The Agricultural Property Agency has priority in acquiring holdings and shares in companies which are owners of agricultural land. The restrictions also concern a change of partner of a private partnership.
The Act on Suspending the Sale of Properties of the Agricultural Property Stock of the State Treasury and on Amending Some Other Acts of 14 April 2016 introduced, among other things, amendments to the Act on Shaping the Agricultural System of 11 April 2003 as of 30 April 2016. The amendments do not only concern restrictions in selling agricultural properties with an area of at least 0.3 hectares. The Act also introduces restrictions in selling holdings and shares in companies which are owners of such properties, giving the Agricultural Property Agency the right of first purchase of such holdings and shares.
Right of first purchase
Under the new Article 3a of the Act on Shaping the Agricultural System, the Agency is entitled to the right of first purchase of holdings and shares in a commercial law company which is the owner of an agricultural property. The exception is the selling of shares admitted for trading on a stock exchange and the selling of holdings and shares to a close relative (a natural person such as parents, grandparents, children, grandchildren, brothers and sisters, spouse). This means that basically it is not at present possible to also freely sell holdings and shares within the confines of the same capital group. In connection with the above aim, the legislator granted the Agency the right to examine the condition of a company before acquiring its holdings (shares), and thus in actual fact to carry out a due diligence of the company: inspecting the company’s books and documents and requesting information from the company about encumbrances and obligations not recorded in the books and documents. The information obtained by the Agency is a business secret. A mechanism has also been introduced to challenge the price of holdings and shares in an “agricultural company”. The Agency can go to court to determine the price of holdings (shares) within 14 days of filing a declaration on exercising the right of first purchase, if the price differs excessively from the market value. With regard to the very process of acquiring holdings (shares), the Agency exercises the right of first purchase by sending the obligated party a declaration on exercising the right of first purchase in the form of a notarial deed by recorded delivery, and subsequently publication in the Public Information Bulletin. The assumption is introduced that the party obligated under the right of first purchase has familiarised itself with the Agency’s declaration upon its publication.

PROBLEMS AND TASKS —
1/ According to the passage on the Agency's right of first purchase, how long does the Agency have to go to court to set the price of holdings or shares?
2/ Using the passage on the Agency's right of first purchase, explain why holdings and shares can basically no longer be sold freely within the same capital group.
3/ Say whether each statement agrees with the passage on the Agency's right of first purchase. Answer yes or no, and quote the words from the passage that decide it.
(a) The amendments to the Act on Shaping the Agricultural System took effect on 30 April 2016.
(b) The information the Agency gathers when examining a company is published in the Public Information Bulletin.
(c) The sale restrictions apply to agricultural properties of at least 0.5 hectares.

DATA SHOWN —
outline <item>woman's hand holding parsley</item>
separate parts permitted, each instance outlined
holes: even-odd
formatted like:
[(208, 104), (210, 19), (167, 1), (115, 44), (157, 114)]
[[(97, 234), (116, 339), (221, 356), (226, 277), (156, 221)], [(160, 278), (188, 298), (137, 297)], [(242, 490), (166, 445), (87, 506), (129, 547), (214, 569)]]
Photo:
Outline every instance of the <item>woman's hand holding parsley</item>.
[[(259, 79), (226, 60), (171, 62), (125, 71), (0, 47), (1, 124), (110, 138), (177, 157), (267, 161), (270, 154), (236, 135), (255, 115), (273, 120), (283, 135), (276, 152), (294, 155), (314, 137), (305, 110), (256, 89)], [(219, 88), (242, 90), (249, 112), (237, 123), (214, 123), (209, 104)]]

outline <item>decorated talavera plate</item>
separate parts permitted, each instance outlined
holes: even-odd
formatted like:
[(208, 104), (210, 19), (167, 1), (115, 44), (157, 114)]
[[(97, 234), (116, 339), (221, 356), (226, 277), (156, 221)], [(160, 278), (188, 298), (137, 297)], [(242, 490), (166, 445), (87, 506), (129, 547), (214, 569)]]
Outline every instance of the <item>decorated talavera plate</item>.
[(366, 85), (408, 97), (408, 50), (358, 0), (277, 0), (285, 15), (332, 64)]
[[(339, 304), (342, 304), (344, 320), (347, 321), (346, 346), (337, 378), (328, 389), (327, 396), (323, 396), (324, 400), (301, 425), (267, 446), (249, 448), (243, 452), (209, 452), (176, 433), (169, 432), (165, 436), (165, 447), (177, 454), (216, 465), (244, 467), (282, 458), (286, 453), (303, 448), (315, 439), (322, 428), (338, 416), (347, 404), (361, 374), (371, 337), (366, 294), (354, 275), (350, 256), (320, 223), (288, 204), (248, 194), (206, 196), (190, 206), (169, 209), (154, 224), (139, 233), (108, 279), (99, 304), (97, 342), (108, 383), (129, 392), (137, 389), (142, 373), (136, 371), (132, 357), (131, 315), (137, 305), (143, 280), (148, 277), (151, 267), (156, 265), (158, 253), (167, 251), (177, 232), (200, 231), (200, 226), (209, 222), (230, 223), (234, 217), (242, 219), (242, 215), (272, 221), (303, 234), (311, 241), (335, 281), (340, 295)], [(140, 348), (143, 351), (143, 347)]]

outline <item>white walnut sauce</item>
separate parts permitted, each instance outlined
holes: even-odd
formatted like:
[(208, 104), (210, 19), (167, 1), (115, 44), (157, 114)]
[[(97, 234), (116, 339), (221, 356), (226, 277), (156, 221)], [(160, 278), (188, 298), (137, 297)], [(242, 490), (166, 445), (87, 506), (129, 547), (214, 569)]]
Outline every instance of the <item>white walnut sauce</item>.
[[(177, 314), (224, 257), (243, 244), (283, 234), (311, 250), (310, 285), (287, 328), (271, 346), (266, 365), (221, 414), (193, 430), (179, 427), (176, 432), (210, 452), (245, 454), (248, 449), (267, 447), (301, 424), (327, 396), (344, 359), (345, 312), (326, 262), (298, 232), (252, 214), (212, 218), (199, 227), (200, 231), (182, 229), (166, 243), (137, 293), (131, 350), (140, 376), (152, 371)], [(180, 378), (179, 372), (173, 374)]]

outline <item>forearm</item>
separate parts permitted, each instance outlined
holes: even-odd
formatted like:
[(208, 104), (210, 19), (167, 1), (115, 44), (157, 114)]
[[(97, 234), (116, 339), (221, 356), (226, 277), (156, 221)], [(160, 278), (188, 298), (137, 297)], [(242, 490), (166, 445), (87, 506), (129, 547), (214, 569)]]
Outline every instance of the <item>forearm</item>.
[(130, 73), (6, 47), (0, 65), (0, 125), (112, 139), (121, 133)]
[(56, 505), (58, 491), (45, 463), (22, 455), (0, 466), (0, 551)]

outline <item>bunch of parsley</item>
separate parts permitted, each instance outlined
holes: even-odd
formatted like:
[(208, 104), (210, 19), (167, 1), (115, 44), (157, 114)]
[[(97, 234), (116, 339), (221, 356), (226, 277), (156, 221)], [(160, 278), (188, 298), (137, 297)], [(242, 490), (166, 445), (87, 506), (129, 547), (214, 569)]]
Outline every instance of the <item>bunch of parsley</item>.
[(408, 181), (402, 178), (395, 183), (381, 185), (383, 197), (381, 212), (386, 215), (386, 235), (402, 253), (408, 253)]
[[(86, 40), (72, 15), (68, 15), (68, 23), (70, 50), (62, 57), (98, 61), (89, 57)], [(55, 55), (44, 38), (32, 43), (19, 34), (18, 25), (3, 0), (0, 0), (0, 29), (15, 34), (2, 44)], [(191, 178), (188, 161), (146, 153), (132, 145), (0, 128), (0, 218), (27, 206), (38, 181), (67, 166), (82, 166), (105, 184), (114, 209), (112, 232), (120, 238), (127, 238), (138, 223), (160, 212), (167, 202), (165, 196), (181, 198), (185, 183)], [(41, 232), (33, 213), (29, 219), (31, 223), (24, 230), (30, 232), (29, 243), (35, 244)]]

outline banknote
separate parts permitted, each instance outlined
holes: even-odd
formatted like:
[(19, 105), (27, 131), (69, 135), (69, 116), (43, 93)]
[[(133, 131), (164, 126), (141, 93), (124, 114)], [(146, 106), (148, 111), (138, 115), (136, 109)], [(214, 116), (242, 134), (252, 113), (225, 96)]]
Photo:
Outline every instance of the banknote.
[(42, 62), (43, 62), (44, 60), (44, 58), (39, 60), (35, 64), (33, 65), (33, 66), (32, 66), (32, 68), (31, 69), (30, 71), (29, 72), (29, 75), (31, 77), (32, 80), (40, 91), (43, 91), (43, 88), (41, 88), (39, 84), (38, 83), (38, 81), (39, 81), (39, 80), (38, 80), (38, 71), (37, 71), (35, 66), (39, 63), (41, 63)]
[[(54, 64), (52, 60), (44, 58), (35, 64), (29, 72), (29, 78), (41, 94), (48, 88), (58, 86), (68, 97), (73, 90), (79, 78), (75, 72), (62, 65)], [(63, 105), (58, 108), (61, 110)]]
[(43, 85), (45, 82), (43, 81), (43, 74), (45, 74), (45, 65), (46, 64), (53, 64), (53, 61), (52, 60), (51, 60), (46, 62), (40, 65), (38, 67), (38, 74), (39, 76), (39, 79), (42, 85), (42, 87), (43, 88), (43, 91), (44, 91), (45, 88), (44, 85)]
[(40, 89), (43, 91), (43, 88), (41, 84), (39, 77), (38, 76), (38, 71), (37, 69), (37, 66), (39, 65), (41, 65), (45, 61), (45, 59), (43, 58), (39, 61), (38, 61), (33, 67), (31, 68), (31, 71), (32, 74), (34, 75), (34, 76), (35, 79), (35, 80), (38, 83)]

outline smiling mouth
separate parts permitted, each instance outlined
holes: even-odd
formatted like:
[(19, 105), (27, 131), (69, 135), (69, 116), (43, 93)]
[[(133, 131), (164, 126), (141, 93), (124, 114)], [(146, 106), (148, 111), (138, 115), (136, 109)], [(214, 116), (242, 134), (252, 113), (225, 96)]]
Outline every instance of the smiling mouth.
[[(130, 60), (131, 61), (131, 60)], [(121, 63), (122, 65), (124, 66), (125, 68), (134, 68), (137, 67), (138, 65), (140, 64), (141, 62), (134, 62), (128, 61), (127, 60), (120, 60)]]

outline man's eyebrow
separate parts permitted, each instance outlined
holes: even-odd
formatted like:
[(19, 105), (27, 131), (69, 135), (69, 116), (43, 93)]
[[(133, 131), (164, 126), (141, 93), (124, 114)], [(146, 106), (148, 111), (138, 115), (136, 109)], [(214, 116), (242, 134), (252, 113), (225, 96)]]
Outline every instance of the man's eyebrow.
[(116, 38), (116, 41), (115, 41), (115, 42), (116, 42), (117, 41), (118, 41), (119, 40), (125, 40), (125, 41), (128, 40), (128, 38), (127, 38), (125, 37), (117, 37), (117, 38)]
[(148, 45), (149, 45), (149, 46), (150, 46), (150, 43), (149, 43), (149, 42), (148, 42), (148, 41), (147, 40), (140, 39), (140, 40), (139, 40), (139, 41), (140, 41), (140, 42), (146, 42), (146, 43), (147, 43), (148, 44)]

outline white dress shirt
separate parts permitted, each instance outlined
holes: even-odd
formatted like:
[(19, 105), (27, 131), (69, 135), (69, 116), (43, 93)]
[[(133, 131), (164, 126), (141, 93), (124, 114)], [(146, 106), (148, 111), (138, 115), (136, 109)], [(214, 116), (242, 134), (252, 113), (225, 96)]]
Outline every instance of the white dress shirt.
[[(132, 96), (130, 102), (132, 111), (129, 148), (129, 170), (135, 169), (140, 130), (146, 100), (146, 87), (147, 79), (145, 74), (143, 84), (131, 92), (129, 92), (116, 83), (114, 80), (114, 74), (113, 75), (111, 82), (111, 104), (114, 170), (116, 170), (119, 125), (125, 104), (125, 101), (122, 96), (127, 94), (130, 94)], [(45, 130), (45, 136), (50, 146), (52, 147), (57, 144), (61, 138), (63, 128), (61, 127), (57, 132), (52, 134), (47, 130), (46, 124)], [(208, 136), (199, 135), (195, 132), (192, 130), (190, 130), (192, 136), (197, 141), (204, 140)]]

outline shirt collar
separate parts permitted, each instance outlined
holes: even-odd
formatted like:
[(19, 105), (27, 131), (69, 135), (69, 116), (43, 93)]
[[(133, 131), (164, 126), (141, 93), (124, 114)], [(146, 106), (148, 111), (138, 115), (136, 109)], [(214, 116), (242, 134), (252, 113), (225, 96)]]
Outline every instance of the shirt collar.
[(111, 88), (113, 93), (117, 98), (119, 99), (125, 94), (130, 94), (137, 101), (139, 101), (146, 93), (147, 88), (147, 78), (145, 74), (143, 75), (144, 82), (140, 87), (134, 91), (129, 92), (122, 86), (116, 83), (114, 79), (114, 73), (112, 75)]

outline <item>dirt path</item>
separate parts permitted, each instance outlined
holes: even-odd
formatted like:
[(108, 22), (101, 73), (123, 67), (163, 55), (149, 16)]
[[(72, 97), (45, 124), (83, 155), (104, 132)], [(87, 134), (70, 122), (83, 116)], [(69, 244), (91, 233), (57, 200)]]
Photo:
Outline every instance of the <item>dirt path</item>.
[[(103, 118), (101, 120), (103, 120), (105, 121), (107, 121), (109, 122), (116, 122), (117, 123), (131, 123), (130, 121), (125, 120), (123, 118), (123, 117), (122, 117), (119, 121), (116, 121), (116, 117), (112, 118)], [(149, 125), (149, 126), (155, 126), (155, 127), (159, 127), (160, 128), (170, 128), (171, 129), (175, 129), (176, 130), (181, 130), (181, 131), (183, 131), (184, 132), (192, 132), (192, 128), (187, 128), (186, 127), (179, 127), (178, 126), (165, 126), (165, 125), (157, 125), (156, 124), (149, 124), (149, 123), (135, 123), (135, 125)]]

RESPONSE LIST —
1/ The Agency has 14 days from filing its declaration on exercising the right of first purchase.

2/ Under the new Article 3a, the Agency has the right of first purchase of holdings and shares in any commercial law company that owns agricultural property. The only exceptions are shares traded on a stock exchange and sales to a close relative who is a natural person, so sales inside a capital group are not exempt.

3/
(a) Yes: "as of 30 April 2016"
(b) No: "The information obtained by the Agency is a business secret."
(c) No: "with an area of at least 0.3 hectares"